*BRIEF A*
Return every line of the records below that contains the string "ground". Matching is case-sensitive.

** start READING PASSAGE **

Saturday, April 28, 2012

how you think will reflect on how you do it~

 if this was the reflection of  your life...how would u think??
at this hour of time....hmm...5.10 am in the morning to blog it out.....means i have something in my mind...something that bothers me that, i can't even make a correct judgement anymore.... i admit, i'm not happy and can be emotional sometimes...but i'm trying my best to overcomes those mistakes..... life is fragile....wht is life about?? food, shelter and protection and also affection as well...

n well i'm not good in dealing with my emotions when it comes to affection. would u even think that you are stupid enough to be fool ....it's really up to you actually...quotes such as "to be or not to be"....... u can be the one fooling or get fool about it...but, why do u wanna get involve in fooling one another...it's a funny thing happen in a human...when u know someone makes mistakes....can u actually really forgive them?? the ans would be YES....Y? cause our heart are fragile enough.... i bet everyone makes mistakes....i remember one of my lecturer says... mistakes are part of being human... u can choose to forgive...u can choose to forget...but .....  human will still make the same mistakes over and over again unconsciously.... i dare not to say myself to be perfect and do no mistakes....instead i think my mistakes was being naive to believe something that would change....i'm willing to put in all the time....to wait for the miracle to happen....put high hopes in it... but it would always not up to my expectations... OR i could say.... NOT EVEN CLOSE..... to believe is a gud thing....but when reality hits u up.... things that you believe will gone disappear.... because u can't control ppl actions and behavior, therefore we only will be ended with break downs.... phew....wht a miserable life you can say..... another quotes here... " fool me once shame on you, fool me twice shame on me" ....

Now  think again...when a person did a mistakes...it's really worth giving them a chance to prove they could rebound  it??? Chances are , why not give it a try...... hmmm...sounds like a gud idea..... then problem is....
A wound would still be a wound...no matter how hard u try to forget the past...it still happen before....n wound could be heal with those positive thinking n time of course...if the one who make mistakes really try hard to fix it, the wound would heal ....... but wht if they don't??? ans would be....OUCH~!!! You hurt me again~!!!.....u open up the wound n put more pain on it.... i know it felt bad when shits happen~.... and by this point, your trust towards that person will be re- evaluate again.... maybe it was a mistakes of your own to give this person a chance....but at the same time it could also deepen the pain.....

** end READING PASSAGE **
** start DATASET EXCERPTS **

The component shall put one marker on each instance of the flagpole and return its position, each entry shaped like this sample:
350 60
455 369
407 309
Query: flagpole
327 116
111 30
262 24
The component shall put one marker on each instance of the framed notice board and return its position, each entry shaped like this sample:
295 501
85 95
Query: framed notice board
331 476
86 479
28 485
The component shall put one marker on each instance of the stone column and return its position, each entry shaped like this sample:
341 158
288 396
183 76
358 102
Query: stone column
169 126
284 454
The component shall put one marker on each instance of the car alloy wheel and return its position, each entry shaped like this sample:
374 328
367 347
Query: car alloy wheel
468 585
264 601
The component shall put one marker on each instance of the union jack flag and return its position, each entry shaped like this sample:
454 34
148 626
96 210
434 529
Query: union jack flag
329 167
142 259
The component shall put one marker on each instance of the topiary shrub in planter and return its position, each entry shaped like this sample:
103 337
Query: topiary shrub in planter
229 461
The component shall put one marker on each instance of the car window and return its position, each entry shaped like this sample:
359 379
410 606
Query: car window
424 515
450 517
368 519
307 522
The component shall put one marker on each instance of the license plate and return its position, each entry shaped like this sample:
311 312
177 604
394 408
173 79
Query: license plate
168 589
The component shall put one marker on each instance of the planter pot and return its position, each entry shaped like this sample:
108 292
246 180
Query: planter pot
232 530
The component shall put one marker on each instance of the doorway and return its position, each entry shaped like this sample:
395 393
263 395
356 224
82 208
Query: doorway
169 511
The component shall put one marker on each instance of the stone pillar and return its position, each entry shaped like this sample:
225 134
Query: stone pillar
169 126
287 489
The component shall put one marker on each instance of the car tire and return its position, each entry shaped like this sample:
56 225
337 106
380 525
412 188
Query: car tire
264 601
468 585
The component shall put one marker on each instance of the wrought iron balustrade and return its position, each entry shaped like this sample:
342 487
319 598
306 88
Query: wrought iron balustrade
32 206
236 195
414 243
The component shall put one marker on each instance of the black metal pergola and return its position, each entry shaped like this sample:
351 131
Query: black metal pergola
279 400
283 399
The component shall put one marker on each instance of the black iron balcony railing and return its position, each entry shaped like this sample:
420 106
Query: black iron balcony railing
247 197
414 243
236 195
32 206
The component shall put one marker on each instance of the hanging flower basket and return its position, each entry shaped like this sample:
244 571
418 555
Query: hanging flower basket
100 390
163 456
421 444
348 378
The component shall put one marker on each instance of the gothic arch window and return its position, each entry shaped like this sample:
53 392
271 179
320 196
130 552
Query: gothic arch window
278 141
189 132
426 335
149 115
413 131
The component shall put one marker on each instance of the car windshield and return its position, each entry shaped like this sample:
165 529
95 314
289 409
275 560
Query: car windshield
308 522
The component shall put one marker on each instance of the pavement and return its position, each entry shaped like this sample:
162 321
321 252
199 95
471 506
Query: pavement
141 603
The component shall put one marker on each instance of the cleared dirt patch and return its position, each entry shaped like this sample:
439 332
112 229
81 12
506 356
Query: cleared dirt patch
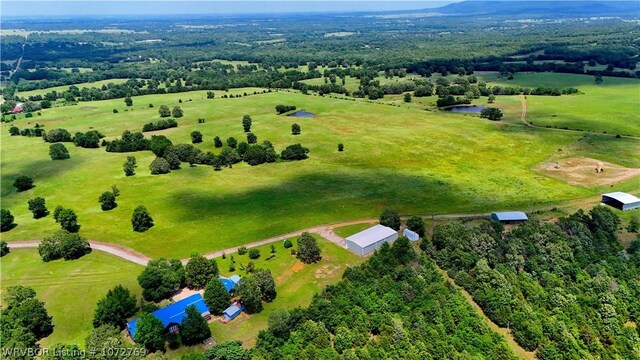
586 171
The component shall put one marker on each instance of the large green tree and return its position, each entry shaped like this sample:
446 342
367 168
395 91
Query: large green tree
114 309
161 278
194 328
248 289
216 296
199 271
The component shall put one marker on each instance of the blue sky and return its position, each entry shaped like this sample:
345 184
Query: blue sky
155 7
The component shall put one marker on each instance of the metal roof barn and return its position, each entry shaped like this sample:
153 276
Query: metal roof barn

** end DATASET EXCERPTS **
** start DATASET EXCERPTS **

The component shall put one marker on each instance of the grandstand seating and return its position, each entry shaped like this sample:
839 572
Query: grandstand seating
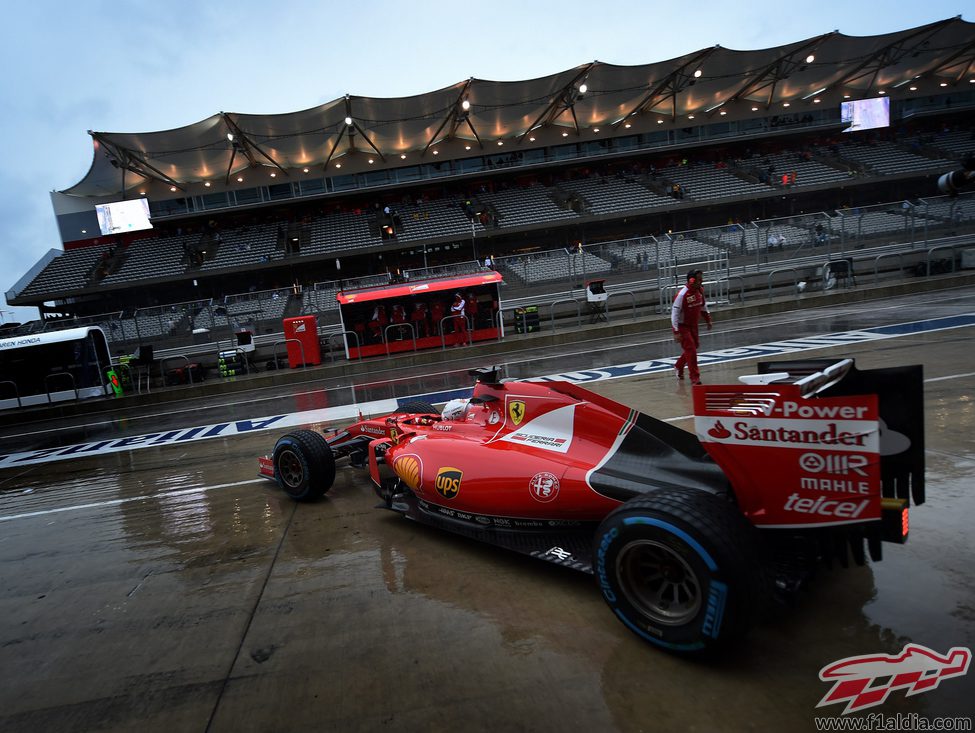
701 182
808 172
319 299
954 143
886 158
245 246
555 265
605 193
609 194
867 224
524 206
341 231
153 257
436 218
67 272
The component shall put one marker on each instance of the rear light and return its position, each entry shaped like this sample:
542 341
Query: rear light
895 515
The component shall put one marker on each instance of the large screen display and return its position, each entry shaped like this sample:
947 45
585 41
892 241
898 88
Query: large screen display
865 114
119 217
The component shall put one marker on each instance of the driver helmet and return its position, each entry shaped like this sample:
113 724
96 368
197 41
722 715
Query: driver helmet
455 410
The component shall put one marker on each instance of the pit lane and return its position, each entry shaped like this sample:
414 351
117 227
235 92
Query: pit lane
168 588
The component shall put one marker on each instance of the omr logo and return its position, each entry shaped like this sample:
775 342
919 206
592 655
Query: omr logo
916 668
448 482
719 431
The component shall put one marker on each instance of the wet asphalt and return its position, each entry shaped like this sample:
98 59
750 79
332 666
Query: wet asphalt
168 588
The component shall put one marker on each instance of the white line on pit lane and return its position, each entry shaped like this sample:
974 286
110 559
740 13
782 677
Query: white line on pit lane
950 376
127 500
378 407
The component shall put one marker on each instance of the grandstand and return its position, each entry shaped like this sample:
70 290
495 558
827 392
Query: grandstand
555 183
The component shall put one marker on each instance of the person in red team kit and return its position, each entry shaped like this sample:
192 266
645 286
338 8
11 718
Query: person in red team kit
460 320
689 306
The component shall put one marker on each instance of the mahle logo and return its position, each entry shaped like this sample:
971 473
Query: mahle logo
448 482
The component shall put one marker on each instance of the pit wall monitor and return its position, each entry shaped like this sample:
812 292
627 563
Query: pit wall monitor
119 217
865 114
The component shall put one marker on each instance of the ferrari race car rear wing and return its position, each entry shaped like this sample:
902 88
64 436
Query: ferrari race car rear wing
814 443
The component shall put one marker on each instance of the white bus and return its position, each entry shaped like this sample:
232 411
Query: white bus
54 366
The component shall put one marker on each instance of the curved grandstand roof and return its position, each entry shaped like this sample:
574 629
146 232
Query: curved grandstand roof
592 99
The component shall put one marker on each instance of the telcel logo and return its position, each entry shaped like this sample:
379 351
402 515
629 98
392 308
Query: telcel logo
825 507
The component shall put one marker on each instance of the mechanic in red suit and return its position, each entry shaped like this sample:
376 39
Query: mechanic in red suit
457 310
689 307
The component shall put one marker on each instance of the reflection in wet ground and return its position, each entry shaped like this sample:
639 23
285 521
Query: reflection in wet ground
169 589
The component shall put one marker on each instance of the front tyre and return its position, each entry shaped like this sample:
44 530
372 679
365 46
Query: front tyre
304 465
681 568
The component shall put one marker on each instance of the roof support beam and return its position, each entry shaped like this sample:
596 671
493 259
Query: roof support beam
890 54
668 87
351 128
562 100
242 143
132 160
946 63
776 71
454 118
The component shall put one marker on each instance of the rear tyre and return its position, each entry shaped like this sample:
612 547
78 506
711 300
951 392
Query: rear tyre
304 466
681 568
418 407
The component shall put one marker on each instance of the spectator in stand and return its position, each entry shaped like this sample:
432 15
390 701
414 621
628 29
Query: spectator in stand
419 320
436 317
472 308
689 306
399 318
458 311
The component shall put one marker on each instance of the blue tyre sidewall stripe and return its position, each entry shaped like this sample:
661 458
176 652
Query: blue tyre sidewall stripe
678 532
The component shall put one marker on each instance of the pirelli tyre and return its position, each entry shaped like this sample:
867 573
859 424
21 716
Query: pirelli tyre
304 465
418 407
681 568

** end DATASET EXCERPTS **

*BRIEF B*
According to the blog post above, what did the writer's lecturer say about mistakes?

*EXPECTED OUTPUT A*
The component shall put one marker on each instance of the reflection in wet ground and return its position, each entry shaped like this sample:
Query: reflection in wet ground

*EXPECTED OUTPUT B*
The lecturer said that mistakes are part of being human.